● The input:

○ ○ ○ ○ ○

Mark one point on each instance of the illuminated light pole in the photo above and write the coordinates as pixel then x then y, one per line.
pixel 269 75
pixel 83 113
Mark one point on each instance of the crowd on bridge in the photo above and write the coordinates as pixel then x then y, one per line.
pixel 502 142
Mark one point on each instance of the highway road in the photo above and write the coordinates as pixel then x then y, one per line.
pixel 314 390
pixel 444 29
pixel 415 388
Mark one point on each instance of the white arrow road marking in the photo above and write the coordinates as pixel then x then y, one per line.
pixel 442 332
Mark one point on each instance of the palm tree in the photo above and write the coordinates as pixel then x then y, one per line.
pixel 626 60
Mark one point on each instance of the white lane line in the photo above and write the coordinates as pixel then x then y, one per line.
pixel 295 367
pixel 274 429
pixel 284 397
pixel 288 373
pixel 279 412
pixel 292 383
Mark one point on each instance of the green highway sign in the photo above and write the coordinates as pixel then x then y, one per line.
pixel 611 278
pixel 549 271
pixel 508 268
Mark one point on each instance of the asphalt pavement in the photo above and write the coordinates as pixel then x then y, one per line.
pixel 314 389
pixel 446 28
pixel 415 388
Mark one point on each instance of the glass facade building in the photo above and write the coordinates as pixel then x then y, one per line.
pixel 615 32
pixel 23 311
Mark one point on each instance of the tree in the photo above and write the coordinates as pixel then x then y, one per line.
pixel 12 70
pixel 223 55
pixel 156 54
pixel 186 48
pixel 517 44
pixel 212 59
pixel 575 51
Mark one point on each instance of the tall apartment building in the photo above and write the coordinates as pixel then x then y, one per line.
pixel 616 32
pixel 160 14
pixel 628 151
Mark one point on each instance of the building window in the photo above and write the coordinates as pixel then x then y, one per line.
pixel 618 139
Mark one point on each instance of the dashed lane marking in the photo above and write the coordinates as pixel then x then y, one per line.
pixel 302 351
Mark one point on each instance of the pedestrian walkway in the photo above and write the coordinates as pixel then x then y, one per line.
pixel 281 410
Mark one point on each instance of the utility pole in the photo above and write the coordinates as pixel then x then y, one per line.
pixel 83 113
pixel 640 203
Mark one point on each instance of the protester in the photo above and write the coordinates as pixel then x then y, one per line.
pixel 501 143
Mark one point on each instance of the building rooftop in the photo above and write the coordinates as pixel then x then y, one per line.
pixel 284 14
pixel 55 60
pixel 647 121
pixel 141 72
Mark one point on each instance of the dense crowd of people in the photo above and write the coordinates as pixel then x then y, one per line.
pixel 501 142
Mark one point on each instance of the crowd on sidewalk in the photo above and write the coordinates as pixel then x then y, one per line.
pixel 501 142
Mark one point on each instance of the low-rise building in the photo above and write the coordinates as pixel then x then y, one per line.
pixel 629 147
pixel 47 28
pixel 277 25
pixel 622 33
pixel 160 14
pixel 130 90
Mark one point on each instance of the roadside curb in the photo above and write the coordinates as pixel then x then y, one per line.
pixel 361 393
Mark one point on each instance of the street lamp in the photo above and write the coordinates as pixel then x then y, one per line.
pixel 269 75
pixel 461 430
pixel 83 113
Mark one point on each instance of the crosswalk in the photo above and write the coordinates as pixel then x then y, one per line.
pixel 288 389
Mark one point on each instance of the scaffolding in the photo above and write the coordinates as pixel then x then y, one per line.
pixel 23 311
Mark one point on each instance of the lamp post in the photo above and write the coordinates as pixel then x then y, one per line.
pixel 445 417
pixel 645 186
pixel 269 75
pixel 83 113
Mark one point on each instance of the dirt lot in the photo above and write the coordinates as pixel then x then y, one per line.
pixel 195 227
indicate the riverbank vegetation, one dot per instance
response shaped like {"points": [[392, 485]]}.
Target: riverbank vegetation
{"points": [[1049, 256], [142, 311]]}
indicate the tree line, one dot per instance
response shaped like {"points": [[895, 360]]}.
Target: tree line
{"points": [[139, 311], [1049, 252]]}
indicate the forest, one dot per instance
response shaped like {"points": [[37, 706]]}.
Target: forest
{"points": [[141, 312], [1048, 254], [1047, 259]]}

○ ○ ○ ○ ○

● Exercise objective: Everything from the line that contains "Mark one point on each instance of the dirt" through the end of the records must be duplicated exactly, and nothing outside that range.

● Exercise solution:
Mark one point on each instance of the dirt lot in the photo above and write the coordinates as pixel then x then y, one per line.
pixel 195 227
indicate the riverbank vegetation, one dot per instance
response shaped like {"points": [[392, 485]]}.
Target: riverbank vegetation
{"points": [[1049, 256], [142, 311]]}
indicate the tree line, one dot per instance
response shaped like {"points": [[895, 360]]}.
Target: tree line
{"points": [[139, 311], [1049, 252]]}
indicate the forest, one dot per instance
response shaped like {"points": [[37, 706]]}.
Target: forest
{"points": [[141, 312], [1048, 254], [1047, 259]]}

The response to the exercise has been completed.